▶ Given exercise a
Gather every line of the records below that contains the string "frame".

▶ Document passage

In responding to the scribe’s question, Jesus would have probably drawn Himself up, taken a deep breath, closed His eyes, and began, “Shema yisrael Adonai eloheinu Adonai echad….” What Jesus says is something that every Jew would have learned and known since childhood – basic knowledge, the equivalent of the “Our Father” in Judaism. The full prayer is found in Deuteronomy, and we hear the beginning of it in the First Reading:“HEAR, O ISRAEL: The LORD our God, the LORD is one. You shall love the LORD your God with all your heart and with all your soul and with all your might. And these words that I command you today shall be on your heart. You shall teach them diligently to your children and shall talk of them when you sit in your house, and when you walk by the way, and when you lie down, and when you rise. You shall bind them as a sign on your hand, and they shall be as frontlets between your eyes. You shall write them on the doorposts of your house and on your gates.”


These words have weight, they have their own gravitational pull in the hearts and minds of the Jewish people – and even to us who profess faith in the one God. The “first of all the commandments,” as we hear the scribe and Jesus say today. The first of the commandments is love.

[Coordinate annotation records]
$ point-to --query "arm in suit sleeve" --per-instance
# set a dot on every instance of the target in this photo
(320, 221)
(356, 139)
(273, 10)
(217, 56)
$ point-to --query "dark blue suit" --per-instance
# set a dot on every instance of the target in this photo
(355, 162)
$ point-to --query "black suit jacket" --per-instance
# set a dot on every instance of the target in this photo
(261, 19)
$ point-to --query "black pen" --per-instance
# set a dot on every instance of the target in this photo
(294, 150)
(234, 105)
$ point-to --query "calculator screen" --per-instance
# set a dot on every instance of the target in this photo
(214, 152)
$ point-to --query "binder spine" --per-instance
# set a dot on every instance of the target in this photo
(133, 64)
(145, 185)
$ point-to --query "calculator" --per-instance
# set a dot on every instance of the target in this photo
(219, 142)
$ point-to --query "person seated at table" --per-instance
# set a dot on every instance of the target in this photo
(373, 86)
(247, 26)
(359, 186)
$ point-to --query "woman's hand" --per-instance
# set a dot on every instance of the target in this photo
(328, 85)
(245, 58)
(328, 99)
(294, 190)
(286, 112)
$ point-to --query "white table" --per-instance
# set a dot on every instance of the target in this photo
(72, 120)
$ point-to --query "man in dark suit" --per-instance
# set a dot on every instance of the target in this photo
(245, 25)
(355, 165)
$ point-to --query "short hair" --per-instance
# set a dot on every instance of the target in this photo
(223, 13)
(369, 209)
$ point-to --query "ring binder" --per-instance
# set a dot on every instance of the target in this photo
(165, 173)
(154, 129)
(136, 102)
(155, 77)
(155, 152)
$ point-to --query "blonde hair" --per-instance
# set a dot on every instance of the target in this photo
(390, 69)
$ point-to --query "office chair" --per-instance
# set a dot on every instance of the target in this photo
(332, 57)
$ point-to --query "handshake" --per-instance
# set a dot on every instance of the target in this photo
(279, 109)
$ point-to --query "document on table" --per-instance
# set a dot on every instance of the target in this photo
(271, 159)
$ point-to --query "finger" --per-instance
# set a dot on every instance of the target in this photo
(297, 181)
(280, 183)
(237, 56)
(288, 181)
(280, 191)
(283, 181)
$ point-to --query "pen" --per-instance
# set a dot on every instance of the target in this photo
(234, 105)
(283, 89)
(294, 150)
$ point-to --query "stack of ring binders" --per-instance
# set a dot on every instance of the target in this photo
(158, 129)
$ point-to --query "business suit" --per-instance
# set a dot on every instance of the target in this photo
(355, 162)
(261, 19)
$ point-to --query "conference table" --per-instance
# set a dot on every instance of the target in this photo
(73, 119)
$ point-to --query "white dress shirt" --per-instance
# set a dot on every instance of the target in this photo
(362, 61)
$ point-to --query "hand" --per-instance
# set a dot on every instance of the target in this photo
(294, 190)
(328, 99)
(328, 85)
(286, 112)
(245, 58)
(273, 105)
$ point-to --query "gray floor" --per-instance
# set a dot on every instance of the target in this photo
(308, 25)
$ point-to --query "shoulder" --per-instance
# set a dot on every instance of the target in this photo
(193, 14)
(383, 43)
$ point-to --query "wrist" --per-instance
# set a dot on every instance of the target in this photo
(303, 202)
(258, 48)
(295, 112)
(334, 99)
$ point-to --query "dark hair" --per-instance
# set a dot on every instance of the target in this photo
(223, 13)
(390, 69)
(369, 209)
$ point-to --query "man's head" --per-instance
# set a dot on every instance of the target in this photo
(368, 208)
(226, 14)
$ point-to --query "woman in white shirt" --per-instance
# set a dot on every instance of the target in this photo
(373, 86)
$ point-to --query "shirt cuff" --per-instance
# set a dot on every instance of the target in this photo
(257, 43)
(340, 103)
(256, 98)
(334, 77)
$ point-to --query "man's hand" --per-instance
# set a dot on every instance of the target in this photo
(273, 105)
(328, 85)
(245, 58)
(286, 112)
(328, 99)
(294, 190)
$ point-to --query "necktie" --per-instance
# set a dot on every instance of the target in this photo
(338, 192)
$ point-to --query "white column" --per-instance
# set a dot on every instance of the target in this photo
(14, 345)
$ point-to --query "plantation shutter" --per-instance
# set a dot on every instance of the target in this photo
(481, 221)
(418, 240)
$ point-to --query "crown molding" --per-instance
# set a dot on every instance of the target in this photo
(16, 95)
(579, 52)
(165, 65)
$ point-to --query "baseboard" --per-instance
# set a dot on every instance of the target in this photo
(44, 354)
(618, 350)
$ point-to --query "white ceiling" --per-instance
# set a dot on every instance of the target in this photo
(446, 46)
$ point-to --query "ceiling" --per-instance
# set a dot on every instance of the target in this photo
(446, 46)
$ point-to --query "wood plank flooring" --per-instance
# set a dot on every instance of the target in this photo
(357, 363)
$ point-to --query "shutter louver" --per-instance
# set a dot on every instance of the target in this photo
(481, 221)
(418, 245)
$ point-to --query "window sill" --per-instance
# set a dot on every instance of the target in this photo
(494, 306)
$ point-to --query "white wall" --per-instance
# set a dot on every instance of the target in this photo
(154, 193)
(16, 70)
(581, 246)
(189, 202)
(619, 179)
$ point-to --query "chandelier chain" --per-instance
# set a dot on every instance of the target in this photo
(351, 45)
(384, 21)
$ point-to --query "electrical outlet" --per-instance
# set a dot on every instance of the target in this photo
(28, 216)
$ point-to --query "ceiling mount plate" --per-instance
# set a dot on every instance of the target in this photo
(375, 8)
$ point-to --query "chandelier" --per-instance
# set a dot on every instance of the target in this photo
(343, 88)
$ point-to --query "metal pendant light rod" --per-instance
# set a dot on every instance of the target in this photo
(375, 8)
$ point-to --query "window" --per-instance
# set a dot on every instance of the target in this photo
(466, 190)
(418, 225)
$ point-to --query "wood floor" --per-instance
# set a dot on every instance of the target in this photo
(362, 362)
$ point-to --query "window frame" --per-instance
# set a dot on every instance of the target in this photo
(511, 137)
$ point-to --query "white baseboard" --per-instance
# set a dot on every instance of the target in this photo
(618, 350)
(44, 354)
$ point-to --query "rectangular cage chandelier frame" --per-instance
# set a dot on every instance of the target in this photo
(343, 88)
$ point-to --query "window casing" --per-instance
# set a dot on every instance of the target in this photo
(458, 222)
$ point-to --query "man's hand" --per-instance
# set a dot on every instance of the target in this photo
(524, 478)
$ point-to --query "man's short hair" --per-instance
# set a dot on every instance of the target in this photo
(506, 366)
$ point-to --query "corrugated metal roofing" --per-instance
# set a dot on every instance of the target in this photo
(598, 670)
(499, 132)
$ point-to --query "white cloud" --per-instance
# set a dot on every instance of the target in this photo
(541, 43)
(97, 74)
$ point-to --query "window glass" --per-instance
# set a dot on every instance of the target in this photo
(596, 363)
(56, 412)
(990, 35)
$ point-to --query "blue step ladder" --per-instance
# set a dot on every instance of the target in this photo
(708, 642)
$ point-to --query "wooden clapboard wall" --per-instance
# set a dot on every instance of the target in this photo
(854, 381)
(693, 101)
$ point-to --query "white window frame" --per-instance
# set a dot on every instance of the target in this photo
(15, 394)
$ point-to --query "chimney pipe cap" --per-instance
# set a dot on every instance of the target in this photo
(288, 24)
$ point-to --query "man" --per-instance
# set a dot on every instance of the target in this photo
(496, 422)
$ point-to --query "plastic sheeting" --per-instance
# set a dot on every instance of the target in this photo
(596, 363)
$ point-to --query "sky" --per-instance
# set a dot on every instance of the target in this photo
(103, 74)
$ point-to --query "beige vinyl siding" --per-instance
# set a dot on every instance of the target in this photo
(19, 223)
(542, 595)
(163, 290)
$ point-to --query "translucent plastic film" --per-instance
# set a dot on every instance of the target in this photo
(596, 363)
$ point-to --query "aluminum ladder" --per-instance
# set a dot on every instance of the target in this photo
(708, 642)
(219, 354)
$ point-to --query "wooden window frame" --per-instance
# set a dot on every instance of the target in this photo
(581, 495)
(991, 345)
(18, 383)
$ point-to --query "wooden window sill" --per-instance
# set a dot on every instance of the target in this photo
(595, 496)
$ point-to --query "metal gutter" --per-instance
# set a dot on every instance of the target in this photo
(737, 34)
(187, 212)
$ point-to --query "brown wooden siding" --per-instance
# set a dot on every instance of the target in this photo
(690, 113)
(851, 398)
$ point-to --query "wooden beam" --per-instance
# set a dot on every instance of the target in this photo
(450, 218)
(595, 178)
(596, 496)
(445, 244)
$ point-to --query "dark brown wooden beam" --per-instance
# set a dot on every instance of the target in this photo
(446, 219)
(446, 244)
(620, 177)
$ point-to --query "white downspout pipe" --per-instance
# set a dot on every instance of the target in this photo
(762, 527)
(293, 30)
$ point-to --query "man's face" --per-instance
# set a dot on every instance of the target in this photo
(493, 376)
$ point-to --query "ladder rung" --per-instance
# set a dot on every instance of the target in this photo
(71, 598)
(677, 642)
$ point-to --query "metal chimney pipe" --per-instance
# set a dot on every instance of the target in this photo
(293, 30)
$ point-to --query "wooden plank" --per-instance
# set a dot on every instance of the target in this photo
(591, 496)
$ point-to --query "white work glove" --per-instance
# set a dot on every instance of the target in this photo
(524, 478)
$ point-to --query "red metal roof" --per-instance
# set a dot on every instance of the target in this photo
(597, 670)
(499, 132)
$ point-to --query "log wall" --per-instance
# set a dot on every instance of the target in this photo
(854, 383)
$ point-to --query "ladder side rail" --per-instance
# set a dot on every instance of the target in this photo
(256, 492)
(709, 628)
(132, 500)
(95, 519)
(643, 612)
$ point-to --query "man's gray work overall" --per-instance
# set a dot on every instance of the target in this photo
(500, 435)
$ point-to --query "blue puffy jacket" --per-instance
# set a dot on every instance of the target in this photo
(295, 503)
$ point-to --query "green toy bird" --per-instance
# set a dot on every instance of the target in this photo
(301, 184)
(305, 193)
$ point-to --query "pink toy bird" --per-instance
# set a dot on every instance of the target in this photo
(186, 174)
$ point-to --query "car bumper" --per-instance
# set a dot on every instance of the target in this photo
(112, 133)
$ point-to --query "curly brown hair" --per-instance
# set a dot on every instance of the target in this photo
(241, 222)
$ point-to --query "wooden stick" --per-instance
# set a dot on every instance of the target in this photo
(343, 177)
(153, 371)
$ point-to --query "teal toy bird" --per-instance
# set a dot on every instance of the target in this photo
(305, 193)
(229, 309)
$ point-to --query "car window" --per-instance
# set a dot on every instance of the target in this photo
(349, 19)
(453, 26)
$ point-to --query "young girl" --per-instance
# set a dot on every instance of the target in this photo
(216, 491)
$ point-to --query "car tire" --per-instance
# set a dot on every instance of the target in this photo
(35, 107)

▶ Given exercise b
Reproduce the entire passage on the Shema above, word for word.

▶ Worked answer a
$ point-to --query "window frame" --per-instance
$ point-to --query "rectangular cage chandelier frame" --per-instance
$ point-to --query "white window frame" --per-instance
$ point-to --query "wooden window frame" --per-instance

▶ Worked answer b
In responding to the scribe’s question, Jesus would have probably drawn Himself up, taken a deep breath, closed His eyes, and began, “Shema yisrael Adonai eloheinu Adonai echad….” What Jesus says is something that every Jew would have learned and known since childhood – basic knowledge, the equivalent of the “Our Father” in Judaism. The full prayer is found in Deuteronomy, and we hear the beginning of it in the First Reading:“HEAR, O ISRAEL: The LORD our God, the LORD is one. You shall love the LORD your God with all your heart and with all your soul and with all your might. And these words that I command you today shall be on your heart. You shall teach them diligently to your children and shall talk of them when you sit in your house, and when you walk by the way, and when you lie down, and when you rise. You shall bind them as a sign on your hand, and they shall be as frontlets between your eyes. You shall write them on the doorposts of your house and on your gates.”


These words have weight, they have their own gravitational pull in the hearts and minds of the Jewish people – and even to us who profess faith in the one God. The “first of all the commandments,” as we hear the scribe and Jesus say today. The first of the commandments is love.